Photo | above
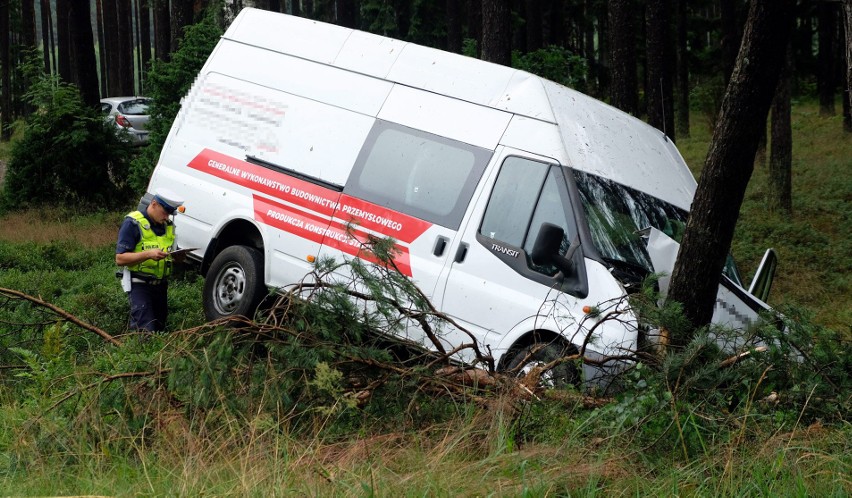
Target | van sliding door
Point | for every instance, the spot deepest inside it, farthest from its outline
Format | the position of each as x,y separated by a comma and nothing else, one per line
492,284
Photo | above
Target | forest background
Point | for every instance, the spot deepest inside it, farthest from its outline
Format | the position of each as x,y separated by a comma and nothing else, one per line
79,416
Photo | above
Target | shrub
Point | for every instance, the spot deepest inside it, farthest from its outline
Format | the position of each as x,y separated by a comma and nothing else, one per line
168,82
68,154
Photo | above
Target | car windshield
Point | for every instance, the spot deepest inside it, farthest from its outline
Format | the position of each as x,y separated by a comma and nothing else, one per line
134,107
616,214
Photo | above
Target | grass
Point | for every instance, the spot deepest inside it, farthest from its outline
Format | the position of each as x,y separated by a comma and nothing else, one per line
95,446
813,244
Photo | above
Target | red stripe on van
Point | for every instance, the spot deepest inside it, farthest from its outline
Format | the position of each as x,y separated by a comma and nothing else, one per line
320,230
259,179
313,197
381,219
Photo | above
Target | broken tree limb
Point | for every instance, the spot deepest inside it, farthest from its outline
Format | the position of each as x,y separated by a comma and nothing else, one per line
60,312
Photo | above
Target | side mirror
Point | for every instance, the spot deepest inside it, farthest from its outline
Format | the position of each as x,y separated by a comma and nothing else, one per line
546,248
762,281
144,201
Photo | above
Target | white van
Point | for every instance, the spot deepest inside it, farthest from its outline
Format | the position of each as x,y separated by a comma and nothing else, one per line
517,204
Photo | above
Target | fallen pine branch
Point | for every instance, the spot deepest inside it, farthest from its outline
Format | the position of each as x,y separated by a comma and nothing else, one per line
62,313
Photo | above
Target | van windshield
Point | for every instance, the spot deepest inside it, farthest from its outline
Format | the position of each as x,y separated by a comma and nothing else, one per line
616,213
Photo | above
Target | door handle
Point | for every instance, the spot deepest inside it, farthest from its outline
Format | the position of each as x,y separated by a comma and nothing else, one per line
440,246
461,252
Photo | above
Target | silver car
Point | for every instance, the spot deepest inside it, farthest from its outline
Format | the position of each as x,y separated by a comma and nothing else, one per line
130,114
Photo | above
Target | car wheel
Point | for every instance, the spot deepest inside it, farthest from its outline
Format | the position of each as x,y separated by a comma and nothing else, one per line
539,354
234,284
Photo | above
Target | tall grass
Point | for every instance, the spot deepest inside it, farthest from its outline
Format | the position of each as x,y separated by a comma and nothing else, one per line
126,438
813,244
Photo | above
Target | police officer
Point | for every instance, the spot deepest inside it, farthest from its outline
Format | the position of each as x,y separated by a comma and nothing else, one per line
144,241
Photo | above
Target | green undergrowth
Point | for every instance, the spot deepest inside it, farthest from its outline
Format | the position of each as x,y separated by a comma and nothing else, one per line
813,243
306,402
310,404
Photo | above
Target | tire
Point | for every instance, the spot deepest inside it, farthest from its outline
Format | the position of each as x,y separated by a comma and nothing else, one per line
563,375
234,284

* * *

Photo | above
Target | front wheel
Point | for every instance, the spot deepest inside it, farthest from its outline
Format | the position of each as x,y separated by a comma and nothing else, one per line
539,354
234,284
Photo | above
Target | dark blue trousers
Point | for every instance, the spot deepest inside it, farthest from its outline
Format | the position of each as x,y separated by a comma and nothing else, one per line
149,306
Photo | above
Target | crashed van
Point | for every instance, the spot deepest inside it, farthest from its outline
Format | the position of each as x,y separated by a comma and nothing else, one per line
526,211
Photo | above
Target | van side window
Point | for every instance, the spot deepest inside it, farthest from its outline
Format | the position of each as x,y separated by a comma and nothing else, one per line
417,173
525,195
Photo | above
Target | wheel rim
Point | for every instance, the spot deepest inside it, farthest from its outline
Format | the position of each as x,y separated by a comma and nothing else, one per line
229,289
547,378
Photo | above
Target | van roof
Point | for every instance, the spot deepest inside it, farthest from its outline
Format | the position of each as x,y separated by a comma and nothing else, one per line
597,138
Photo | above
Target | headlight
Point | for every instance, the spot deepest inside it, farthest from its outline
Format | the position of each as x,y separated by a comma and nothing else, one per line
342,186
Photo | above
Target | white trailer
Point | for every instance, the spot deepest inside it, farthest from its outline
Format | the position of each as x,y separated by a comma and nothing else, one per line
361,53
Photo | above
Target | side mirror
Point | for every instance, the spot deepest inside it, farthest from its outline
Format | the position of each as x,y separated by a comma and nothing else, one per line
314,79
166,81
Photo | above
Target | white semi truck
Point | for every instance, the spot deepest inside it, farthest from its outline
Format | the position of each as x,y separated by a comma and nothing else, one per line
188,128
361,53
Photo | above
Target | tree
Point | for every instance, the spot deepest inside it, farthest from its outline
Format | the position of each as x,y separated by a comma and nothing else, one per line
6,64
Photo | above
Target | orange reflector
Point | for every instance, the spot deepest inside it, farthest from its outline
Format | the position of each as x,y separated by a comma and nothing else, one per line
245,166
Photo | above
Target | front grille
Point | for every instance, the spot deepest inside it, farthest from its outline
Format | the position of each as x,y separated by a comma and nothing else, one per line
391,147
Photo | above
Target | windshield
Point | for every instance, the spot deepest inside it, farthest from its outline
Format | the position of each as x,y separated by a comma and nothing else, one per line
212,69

== WRITTEN INSTRUCTION ==
How many lines in the data above contain the string "wheel", with uppercase and lowercase treated as different? Reply with only the number.

== THE ANSWER ==
3